▶ _Task requirements_:
Every line of the listing below must be printed again exactly, apart from its pictures.

------ Material provided ------

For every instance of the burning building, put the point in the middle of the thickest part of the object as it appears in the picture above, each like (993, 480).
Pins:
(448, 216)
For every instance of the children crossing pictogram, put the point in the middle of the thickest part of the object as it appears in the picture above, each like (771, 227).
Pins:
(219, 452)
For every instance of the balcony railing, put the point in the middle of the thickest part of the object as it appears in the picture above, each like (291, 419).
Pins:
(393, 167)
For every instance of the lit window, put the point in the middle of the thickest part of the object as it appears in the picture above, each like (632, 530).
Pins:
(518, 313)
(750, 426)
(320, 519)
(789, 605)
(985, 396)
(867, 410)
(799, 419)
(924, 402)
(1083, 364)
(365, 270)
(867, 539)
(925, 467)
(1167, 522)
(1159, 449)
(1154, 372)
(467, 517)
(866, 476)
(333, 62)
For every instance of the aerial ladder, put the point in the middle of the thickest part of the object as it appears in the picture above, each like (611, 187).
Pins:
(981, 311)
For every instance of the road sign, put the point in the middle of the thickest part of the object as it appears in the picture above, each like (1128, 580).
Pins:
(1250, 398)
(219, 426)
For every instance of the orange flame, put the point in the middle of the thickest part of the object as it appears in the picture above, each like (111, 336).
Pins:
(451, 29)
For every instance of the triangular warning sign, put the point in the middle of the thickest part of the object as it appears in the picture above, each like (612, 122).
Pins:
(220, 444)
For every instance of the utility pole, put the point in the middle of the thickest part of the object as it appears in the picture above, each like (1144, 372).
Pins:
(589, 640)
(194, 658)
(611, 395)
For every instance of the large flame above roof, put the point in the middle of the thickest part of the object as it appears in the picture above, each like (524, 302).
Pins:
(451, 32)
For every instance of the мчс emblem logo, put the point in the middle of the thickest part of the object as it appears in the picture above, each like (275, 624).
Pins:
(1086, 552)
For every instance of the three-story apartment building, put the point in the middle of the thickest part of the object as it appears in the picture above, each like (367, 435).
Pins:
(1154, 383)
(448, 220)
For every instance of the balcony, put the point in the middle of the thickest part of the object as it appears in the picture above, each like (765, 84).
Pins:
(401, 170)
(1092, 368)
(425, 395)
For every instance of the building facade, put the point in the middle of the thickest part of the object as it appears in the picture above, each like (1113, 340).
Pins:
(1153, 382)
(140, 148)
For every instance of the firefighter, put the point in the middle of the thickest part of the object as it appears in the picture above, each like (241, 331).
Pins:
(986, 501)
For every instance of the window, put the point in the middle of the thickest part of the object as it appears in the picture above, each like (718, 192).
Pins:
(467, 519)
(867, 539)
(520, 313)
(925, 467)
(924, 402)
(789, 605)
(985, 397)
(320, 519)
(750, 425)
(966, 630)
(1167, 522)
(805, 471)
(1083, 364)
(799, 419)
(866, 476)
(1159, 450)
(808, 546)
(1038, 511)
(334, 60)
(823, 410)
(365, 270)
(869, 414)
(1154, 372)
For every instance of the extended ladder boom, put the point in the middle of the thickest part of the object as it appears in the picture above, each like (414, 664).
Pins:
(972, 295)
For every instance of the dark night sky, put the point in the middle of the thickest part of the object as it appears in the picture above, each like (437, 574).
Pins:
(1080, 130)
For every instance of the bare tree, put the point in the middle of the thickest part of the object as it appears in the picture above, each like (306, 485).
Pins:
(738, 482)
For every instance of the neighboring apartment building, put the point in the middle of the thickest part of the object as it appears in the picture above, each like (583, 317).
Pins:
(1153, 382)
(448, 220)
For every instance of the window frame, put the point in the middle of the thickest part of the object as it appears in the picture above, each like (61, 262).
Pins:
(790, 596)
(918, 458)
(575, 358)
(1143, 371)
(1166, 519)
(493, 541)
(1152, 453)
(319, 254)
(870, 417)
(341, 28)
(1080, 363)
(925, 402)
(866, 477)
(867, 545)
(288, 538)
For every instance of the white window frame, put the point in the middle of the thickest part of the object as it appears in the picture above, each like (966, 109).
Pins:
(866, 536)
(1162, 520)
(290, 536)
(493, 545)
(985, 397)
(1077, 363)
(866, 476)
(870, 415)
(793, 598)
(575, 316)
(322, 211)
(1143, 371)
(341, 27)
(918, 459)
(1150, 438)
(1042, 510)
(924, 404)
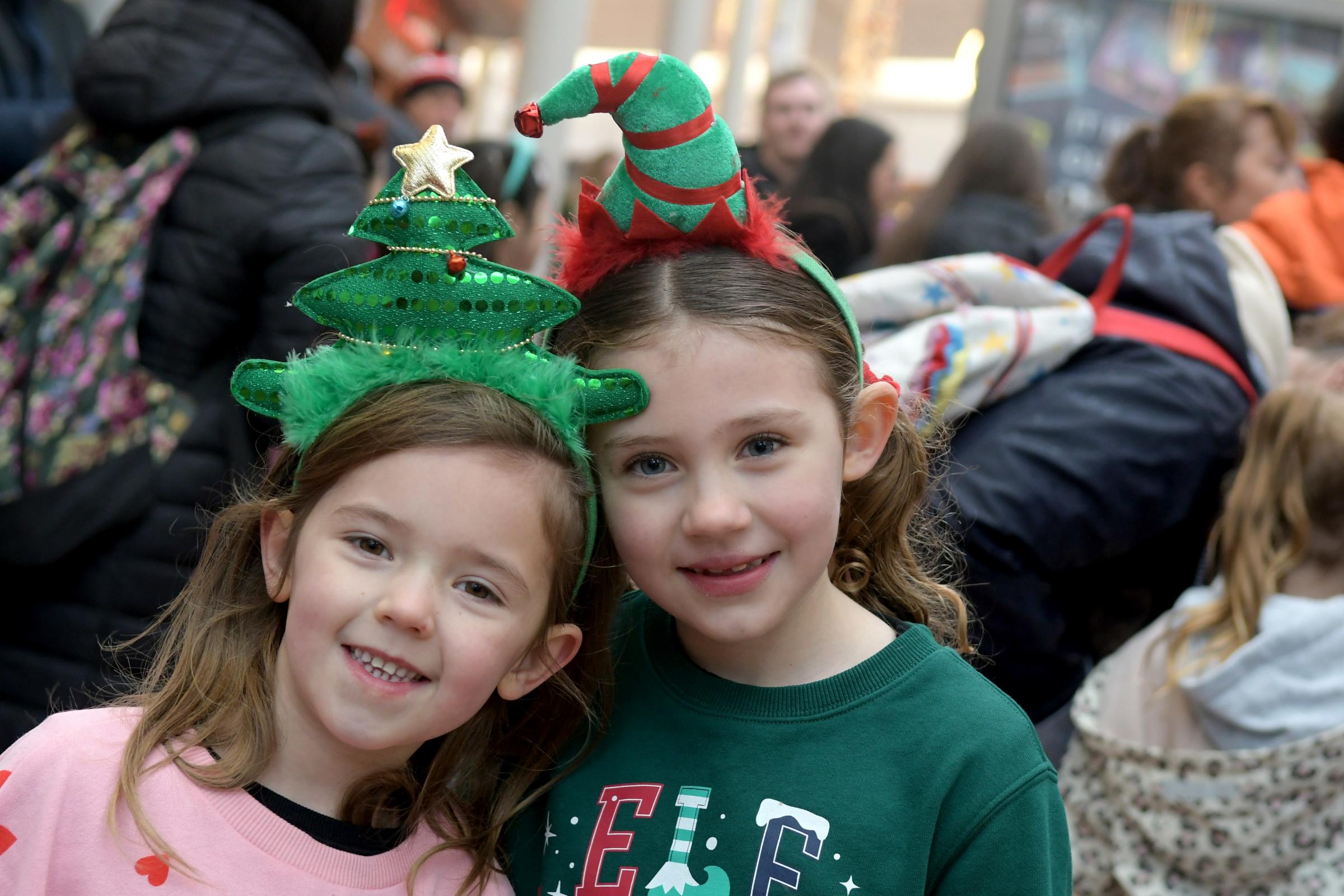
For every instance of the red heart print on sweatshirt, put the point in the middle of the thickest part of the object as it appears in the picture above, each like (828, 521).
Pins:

------

▶ _Written response_:
For every instance of the burning building, put the point in the middle of the thickest part of the object as it appears in the picture above, each like (993, 480).
Pins:
(448, 216)
For every instance of the children crossing pictogram, put the point in the middle of the thickest part of the object as it appears in the picture above, each like (771, 227).
Pins:
(219, 452)
For every instance of the balcony railing, put the point in the middle of the thickest part of the object as it appears in the picture above, each like (291, 419).
Pins:
(393, 167)
For every instance of the lit window, put the point in the middle of the thickest part of the object as it appears in the picture above, each like (632, 530).
Pins:
(518, 313)
(750, 426)
(320, 519)
(789, 605)
(985, 396)
(867, 410)
(799, 419)
(924, 402)
(1083, 364)
(365, 270)
(867, 539)
(925, 467)
(1167, 522)
(1159, 449)
(1154, 372)
(467, 517)
(866, 476)
(333, 62)
For every instance of the aerial ladder, put the point in the middle of the thickest part of the object as it appears in the picture above, each like (611, 187).
Pins:
(981, 311)
For every instance of the road sign, put the point in the middle of the thickest part of the object as it appears in the picture above, each like (1128, 580).
Pins:
(1250, 398)
(219, 426)
For every instance of the orange flame, put the point in the middle of the thickest part of the object as it appears in the picture above, each like (111, 336).
Pins:
(451, 29)
For every instance of the triangular warning sign, put the point in the middle of the thickest part of the object as it appears in the picture above, each like (612, 122).
Pins:
(220, 444)
For every instance of the utility pole, put the point in the middle of the thickest part of the object as it appears in the picture above, each like (1144, 372).
Pins:
(589, 640)
(194, 658)
(611, 395)
For every instance of the large flame above roof, put the point in the middle of the thickest part of the object as it appears in the picture above, each like (524, 302).
Pins:
(451, 32)
For every instance of the мчс emblem logo, put the point in the middle of the thickest part of the object as it appears in the picture above, each like (275, 624).
Pins:
(1086, 552)
For every instance of the three-story apartment building, put the point in the middle of the thickest part of the object as it appears in the picture above, each like (367, 435).
Pins:
(1154, 383)
(448, 220)
For every instance of the balcony, put the point in the middle of the thickest part of the object as it appears in the picture above, each like (765, 84).
Pins:
(401, 170)
(1092, 368)
(425, 395)
For every instance of the building facade, put the point in the middle of the thickest part of the object as it appears in the picture above, each like (1113, 340).
Pins:
(1153, 382)
(140, 148)
For every instance of the firefighter, put the point in the middle of the thickest part of the object as it appears in the picture above, each like (241, 331).
Pins:
(986, 501)
For every instance of the window, put the point in the middle of the thickest part of the object as it appears in the picture above, each like (718, 192).
Pins:
(467, 519)
(867, 539)
(520, 313)
(925, 467)
(924, 402)
(789, 605)
(985, 397)
(320, 519)
(750, 425)
(966, 630)
(1167, 522)
(805, 471)
(1083, 364)
(799, 419)
(866, 476)
(1159, 450)
(808, 546)
(1038, 511)
(334, 60)
(823, 410)
(365, 270)
(869, 414)
(1154, 372)
For every instance of the extended ladder boom, put the point in the middle of the thickest part of the object as it appears in the picture above, each like (414, 664).
Pins:
(972, 295)
For every instance of the dark night sky, put the point in the middle of the thickest part of the object as it appears in the picture above, each like (437, 574).
Pins:
(1080, 130)
For every instance of the bare tree, put the point in the middle of the thickest part of the object as it appears in the picture above, each like (306, 485).
Pins:
(738, 482)
For every instance of the neighboring apartment building, put the point in the middle of the thickest part of the object as it appears in the picture above, each like (583, 317).
Pins:
(1153, 382)
(448, 220)
For every instance of the window frame, put the point in the middle of the thickest part of the object as it appears in the picture above, each like (61, 262).
Pins:
(790, 596)
(918, 458)
(575, 358)
(1143, 371)
(1166, 519)
(493, 541)
(1152, 453)
(319, 254)
(870, 417)
(341, 28)
(1080, 363)
(925, 402)
(866, 477)
(867, 545)
(288, 538)
For every instance of the white window frame, put the point in the middle of the thickest part of the object as it appears in the picture above, each like (966, 109).
Pins:
(866, 536)
(1162, 520)
(290, 536)
(493, 545)
(985, 397)
(1077, 363)
(866, 476)
(870, 415)
(793, 598)
(575, 316)
(322, 211)
(1143, 371)
(341, 27)
(918, 459)
(1150, 438)
(1042, 510)
(924, 404)
For every instance of the red heart print on sweatshirt, put the point in the middle of the thickest part of the object as it appears in the picture above, each like (828, 521).
Pins:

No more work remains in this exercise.